» What you will do: Convert the part of the data that opens with the line containing "# point at: person" and runs through the end of the data into a numbered list, one line per item, skipping blank lines.

» Data pulled from a collection:
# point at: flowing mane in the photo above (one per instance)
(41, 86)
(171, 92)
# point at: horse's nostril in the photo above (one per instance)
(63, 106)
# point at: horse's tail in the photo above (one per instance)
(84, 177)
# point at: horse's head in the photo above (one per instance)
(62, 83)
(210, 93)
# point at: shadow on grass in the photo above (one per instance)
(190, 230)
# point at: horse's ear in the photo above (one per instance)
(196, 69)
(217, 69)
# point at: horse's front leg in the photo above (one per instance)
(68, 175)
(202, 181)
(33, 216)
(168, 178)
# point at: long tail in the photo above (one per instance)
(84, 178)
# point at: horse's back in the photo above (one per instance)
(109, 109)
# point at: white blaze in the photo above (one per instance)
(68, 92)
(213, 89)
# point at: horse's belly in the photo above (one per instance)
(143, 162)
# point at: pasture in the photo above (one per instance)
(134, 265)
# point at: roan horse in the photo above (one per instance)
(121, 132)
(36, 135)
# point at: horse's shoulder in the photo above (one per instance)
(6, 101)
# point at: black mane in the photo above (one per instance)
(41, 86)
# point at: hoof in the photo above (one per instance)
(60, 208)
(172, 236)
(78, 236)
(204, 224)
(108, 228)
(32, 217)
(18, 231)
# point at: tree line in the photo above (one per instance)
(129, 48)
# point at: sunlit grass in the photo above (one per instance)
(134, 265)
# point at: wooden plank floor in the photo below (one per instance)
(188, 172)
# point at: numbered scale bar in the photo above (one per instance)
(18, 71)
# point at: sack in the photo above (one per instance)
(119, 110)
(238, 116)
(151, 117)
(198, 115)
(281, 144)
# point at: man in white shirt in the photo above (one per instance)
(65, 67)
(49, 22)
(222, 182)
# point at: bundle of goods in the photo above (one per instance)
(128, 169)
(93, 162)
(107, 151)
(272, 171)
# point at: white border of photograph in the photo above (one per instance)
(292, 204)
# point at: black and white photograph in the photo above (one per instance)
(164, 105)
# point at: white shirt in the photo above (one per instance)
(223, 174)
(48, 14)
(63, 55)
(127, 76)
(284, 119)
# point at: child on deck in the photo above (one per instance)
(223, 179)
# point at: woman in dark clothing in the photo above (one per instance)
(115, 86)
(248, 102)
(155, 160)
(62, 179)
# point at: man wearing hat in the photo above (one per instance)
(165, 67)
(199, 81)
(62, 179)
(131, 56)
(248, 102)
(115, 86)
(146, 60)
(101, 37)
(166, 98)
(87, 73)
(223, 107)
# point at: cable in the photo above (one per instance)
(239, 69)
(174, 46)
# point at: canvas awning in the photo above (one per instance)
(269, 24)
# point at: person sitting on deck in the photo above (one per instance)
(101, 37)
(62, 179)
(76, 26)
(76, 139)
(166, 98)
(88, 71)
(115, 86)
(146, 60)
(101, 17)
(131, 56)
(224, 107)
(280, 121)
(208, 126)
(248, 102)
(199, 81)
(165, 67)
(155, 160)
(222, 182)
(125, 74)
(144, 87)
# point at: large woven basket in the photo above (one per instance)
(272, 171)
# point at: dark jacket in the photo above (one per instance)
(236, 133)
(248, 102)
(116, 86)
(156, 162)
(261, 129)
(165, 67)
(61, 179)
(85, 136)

» Output:
1. # point at: person sitting on deck in the photo above (one per instance)
2. (101, 37)
3. (62, 179)
4. (76, 26)
5. (76, 139)
6. (166, 98)
7. (88, 71)
8. (115, 86)
9. (146, 60)
10. (101, 17)
11. (131, 56)
12. (224, 107)
13. (280, 121)
14. (208, 126)
15. (248, 102)
16. (199, 81)
17. (165, 67)
18. (155, 160)
19. (222, 182)
20. (125, 74)
21. (144, 87)
22. # point at: large woven basket in the photo above (one per instance)
23. (272, 171)
24. # point at: dark jacket in the photo above (one per instance)
25. (236, 133)
26. (248, 102)
27. (116, 86)
28. (156, 162)
29. (261, 129)
30. (165, 67)
31. (61, 179)
32. (85, 136)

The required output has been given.